Exercise objective: Transcribe exactly the lines that fall between the one holding "Target: hand gripping flagpole" and the one holding "Annotate the blue stripe", inclusive, from the entries below.

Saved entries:
Start of Block
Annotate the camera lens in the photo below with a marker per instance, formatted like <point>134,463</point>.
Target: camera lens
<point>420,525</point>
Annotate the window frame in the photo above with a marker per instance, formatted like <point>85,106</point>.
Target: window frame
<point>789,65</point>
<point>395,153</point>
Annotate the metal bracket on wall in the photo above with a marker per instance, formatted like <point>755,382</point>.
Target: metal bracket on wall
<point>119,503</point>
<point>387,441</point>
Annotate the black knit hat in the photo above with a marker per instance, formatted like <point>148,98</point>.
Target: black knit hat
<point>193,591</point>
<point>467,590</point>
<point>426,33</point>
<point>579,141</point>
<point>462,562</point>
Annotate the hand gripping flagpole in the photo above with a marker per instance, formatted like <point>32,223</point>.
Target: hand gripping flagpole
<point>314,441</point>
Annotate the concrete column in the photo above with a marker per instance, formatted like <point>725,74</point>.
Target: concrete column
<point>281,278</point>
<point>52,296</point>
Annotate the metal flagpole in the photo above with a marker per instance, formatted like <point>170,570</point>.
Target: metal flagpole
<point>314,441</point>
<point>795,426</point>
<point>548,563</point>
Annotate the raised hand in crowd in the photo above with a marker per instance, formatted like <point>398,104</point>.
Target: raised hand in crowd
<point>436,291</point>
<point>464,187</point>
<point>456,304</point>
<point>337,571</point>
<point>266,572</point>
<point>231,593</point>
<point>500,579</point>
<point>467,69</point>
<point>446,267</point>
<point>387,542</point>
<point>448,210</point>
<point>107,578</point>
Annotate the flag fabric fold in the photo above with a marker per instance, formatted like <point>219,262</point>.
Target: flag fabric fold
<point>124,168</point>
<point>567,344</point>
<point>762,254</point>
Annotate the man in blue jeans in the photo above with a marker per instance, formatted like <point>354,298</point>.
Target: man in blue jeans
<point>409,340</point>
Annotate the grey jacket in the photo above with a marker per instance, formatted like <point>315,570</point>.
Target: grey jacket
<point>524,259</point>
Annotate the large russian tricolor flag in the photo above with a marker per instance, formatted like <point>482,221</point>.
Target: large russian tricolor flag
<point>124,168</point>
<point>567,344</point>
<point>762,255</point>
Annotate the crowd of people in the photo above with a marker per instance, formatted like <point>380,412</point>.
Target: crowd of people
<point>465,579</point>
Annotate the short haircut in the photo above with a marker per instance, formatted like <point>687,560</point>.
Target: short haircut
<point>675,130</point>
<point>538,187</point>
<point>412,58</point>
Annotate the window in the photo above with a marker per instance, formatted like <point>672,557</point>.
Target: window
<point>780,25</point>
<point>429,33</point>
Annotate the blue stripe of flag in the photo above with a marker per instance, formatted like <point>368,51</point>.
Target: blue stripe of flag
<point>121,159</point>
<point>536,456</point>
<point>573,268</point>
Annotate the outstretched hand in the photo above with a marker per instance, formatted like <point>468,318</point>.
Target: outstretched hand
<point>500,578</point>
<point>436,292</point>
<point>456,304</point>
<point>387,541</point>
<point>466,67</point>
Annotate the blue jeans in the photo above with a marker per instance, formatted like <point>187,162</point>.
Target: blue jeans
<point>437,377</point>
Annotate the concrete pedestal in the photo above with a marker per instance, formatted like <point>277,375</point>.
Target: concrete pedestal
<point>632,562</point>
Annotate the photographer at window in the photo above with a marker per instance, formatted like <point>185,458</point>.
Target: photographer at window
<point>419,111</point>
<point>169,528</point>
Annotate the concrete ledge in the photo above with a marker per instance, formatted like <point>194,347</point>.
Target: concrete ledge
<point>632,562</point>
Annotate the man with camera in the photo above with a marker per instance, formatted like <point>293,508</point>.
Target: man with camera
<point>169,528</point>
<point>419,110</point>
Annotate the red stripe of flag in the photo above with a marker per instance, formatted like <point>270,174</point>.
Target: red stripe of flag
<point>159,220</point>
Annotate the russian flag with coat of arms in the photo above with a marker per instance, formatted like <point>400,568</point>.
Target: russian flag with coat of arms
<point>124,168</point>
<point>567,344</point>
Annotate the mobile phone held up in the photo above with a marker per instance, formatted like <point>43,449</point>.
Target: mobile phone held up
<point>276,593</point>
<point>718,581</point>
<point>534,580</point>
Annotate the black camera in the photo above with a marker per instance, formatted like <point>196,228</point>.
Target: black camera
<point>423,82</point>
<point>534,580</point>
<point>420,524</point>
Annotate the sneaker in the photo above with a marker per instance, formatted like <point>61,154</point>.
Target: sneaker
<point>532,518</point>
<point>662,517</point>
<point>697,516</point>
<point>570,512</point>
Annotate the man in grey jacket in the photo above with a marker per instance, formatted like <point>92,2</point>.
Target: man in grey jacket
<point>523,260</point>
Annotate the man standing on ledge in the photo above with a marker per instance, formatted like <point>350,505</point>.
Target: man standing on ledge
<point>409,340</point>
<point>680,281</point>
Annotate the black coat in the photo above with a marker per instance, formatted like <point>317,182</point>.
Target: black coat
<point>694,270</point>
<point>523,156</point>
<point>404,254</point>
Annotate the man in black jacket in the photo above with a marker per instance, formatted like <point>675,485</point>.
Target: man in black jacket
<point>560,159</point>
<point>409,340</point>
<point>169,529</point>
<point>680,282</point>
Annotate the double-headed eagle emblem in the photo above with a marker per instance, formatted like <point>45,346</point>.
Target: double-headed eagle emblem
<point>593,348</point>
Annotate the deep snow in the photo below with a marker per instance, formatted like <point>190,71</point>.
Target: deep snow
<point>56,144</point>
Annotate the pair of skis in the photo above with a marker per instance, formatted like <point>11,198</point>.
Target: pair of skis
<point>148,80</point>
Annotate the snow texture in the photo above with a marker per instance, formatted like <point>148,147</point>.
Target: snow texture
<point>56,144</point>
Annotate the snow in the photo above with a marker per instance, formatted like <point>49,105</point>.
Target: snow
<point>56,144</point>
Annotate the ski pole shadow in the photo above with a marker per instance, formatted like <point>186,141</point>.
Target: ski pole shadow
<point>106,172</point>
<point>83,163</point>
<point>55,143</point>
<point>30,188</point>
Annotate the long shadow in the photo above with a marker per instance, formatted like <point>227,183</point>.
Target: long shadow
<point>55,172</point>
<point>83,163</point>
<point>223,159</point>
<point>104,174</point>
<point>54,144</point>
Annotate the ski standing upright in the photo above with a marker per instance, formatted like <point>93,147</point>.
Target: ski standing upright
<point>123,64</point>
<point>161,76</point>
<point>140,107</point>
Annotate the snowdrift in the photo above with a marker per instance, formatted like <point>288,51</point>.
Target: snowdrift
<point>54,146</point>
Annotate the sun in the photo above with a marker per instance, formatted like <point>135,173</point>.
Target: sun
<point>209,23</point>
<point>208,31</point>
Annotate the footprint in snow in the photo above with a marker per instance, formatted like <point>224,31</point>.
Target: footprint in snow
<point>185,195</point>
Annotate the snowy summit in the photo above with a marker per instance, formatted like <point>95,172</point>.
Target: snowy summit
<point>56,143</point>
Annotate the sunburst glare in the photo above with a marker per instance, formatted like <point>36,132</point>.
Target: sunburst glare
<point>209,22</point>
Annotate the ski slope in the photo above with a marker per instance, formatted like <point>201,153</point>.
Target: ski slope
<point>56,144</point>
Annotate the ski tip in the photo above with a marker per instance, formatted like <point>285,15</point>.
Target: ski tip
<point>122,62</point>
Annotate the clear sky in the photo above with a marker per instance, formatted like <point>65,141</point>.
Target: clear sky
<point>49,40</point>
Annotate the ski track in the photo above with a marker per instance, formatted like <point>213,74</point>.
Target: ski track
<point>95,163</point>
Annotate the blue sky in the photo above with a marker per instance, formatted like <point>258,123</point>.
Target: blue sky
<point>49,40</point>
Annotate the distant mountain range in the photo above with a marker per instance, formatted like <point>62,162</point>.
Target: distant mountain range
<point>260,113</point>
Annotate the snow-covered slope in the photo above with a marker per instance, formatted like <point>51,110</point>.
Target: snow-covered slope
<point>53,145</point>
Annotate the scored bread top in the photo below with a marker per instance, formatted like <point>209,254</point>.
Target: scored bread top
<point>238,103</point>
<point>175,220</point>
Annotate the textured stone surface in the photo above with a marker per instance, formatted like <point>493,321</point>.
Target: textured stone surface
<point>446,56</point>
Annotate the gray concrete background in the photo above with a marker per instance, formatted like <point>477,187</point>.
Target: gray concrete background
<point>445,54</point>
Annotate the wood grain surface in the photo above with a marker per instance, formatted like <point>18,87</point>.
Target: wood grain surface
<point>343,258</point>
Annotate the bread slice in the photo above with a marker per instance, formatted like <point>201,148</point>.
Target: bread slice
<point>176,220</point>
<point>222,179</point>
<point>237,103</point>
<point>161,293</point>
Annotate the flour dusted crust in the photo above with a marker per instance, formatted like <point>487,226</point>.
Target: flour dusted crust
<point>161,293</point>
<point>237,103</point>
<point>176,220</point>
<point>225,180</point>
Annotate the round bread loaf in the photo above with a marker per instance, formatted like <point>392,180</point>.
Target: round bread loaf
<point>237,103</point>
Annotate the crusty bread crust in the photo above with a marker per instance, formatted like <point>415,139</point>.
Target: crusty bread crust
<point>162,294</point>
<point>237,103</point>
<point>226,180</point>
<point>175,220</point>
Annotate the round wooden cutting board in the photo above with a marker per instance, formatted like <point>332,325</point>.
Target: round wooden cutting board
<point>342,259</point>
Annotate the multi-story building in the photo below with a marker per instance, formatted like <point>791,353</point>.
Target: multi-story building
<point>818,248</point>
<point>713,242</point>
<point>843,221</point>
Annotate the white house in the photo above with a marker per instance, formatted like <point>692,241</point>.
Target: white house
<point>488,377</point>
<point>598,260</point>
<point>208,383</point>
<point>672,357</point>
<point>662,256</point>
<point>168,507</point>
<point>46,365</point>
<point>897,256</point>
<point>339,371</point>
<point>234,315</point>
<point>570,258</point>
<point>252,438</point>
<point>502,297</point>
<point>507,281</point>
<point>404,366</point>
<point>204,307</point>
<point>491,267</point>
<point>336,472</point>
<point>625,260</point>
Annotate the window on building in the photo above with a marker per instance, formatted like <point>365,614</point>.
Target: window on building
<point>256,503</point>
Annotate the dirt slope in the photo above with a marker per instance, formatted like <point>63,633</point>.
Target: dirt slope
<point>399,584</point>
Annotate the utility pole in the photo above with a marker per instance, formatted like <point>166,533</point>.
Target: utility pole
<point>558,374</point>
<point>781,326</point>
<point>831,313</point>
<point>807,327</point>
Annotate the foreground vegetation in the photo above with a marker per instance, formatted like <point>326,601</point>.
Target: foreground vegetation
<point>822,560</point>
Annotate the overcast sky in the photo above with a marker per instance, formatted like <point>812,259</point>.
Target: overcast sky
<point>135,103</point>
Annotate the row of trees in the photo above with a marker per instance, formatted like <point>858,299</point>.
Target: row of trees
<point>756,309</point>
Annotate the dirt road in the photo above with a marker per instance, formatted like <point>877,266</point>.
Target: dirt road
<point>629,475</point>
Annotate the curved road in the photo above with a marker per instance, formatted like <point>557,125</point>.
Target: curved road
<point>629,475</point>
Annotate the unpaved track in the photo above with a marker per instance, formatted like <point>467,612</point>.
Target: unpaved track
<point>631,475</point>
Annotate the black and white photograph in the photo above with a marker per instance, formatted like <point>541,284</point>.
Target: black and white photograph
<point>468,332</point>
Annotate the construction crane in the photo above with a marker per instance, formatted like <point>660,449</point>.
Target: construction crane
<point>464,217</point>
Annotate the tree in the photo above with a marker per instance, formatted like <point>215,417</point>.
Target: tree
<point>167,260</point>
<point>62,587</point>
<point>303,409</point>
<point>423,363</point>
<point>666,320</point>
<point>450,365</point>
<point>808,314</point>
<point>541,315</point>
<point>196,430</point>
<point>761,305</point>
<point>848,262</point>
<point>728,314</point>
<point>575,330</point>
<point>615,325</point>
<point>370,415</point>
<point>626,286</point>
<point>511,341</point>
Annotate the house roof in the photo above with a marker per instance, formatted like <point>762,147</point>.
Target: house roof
End of Block
Exercise answer:
Target: hand gripping flagpole
<point>314,441</point>
Annotate the concrete column in the photo above with a marker per instance, formatted like <point>725,74</point>.
Target: concrete column
<point>281,278</point>
<point>52,296</point>
Annotate the metal flagpole in the photo above with a marker per instance, formatted like <point>170,570</point>.
Target: metal flagpole
<point>314,441</point>
<point>795,426</point>
<point>548,563</point>
Annotate the raised hand in crowd in the photo above with a marker per instance, formatted like <point>398,104</point>.
Target: raised hand in crowd
<point>436,291</point>
<point>464,187</point>
<point>456,304</point>
<point>337,571</point>
<point>266,572</point>
<point>231,593</point>
<point>500,579</point>
<point>467,69</point>
<point>446,267</point>
<point>387,542</point>
<point>448,210</point>
<point>107,578</point>
Annotate the flag fabric fold in the photo above with a marker per instance, formatted like <point>219,262</point>.
Target: flag fabric fold
<point>124,168</point>
<point>567,344</point>
<point>762,254</point>
Annotate the man in blue jeans in the photo above with a marker per instance, formatted like <point>354,298</point>.
Target: man in blue jeans
<point>409,340</point>
Annotate the grey jacket in the photo above with a marker per instance, formatted like <point>315,570</point>.
Target: grey jacket
<point>524,259</point>
Annotate the large russian tricolor flag in the photo above with a marker per instance, formatted like <point>482,221</point>.
Target: large russian tricolor flag
<point>124,168</point>
<point>567,344</point>
<point>762,255</point>
Annotate the crowd of people in the photo above with a marker per instance, formatted like <point>380,412</point>.
Target: crowd of people
<point>465,579</point>
Annotate the short haircut in the photo above with a marker per instance, formatted like <point>687,560</point>.
Target: short haircut
<point>675,130</point>
<point>538,187</point>
<point>412,58</point>
Annotate the window in the photo above with a marker per instance, formatted like <point>672,557</point>.
Target: window
<point>780,25</point>
<point>429,33</point>
Annotate the blue stripe of flag in the photo above with a marker per instance, formatted like <point>368,51</point>.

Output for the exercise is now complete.